Dataset items
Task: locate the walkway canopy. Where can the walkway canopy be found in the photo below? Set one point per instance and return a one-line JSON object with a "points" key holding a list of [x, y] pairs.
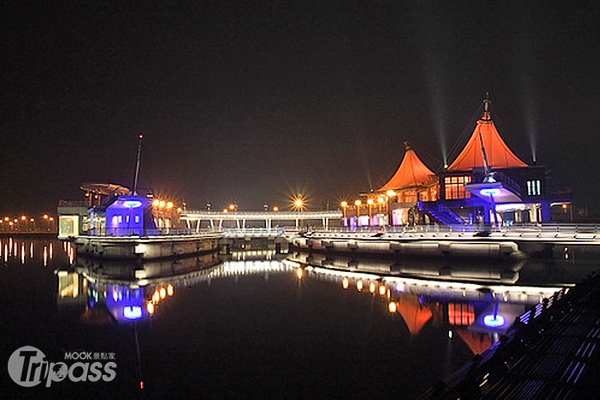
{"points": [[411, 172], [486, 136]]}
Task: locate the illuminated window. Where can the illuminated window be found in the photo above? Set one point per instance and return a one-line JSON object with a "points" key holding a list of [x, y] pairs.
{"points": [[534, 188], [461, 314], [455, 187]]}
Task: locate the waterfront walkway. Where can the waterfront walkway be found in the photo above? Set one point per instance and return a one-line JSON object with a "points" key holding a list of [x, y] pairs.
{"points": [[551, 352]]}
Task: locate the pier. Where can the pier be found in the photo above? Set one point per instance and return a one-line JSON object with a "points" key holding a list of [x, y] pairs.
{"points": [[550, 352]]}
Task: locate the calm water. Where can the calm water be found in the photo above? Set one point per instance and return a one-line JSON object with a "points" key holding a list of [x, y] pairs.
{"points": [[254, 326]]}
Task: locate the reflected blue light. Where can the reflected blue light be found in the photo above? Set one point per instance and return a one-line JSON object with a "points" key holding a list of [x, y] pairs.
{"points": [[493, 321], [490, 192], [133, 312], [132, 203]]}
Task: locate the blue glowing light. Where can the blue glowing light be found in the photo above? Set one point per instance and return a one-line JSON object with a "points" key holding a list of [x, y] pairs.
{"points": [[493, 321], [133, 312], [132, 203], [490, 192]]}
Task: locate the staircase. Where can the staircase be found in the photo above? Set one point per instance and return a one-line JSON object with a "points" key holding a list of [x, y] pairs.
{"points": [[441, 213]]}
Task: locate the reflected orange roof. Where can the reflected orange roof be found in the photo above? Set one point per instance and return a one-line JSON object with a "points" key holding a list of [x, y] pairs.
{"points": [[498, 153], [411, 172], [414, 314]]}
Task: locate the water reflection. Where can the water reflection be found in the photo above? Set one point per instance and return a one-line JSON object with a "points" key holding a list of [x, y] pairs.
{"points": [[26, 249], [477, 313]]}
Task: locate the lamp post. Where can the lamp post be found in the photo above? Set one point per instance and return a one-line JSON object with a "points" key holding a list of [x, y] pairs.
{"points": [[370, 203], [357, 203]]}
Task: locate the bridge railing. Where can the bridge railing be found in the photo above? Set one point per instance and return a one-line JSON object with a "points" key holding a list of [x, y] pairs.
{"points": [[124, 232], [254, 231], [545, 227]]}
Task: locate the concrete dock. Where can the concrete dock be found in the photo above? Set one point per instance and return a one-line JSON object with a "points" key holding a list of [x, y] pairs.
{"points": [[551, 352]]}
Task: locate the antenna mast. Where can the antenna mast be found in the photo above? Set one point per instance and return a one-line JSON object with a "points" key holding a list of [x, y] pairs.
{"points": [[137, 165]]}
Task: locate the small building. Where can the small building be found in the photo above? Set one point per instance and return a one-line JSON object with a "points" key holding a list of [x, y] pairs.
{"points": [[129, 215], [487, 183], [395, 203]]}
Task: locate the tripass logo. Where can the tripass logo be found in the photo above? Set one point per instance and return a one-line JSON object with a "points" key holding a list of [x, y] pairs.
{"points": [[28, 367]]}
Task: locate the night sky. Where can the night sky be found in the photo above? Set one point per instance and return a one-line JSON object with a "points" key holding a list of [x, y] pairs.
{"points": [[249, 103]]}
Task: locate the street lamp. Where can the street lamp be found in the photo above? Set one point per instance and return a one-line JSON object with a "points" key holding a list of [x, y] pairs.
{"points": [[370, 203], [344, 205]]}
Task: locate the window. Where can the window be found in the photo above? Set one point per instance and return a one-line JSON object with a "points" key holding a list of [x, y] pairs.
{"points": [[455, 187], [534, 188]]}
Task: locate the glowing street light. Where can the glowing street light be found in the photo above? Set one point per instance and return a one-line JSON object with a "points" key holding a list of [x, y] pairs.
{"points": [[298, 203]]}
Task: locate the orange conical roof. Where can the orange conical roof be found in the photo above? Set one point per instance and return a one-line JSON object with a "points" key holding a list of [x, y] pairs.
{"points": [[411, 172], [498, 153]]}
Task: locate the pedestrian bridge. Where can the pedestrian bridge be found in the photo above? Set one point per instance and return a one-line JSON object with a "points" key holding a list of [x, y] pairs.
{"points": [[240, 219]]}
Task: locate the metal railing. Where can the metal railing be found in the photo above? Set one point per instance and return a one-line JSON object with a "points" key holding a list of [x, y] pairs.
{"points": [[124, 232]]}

▸ **WHAT THE TASK ASKS**:
Repeat word for word the lines running from the line containing "Task: locate the orange" to the end of the entries above, inclusive.

▸ **FINISHED ANSWER**:
Task: locate the orange conical roof. Where can the orange conical roof be found in the photo above? Set one point per instance and return a one-line JSON object with a "points" key holding a list of [x, y] pairs.
{"points": [[411, 172], [498, 153]]}
Task: locate the pedestrian bridge. Where can the pedestrian bridge be found in the photo above? Set one point per instance and return a one-line JSON object with a "points" key holding a list of [x, y] pairs.
{"points": [[240, 219]]}
Task: locate the metal railing. Where can the metal railing be found in the photo above? Set one point per instance and return a one-line JSON object with a "points" key holding a list of [x, y] pairs.
{"points": [[124, 232]]}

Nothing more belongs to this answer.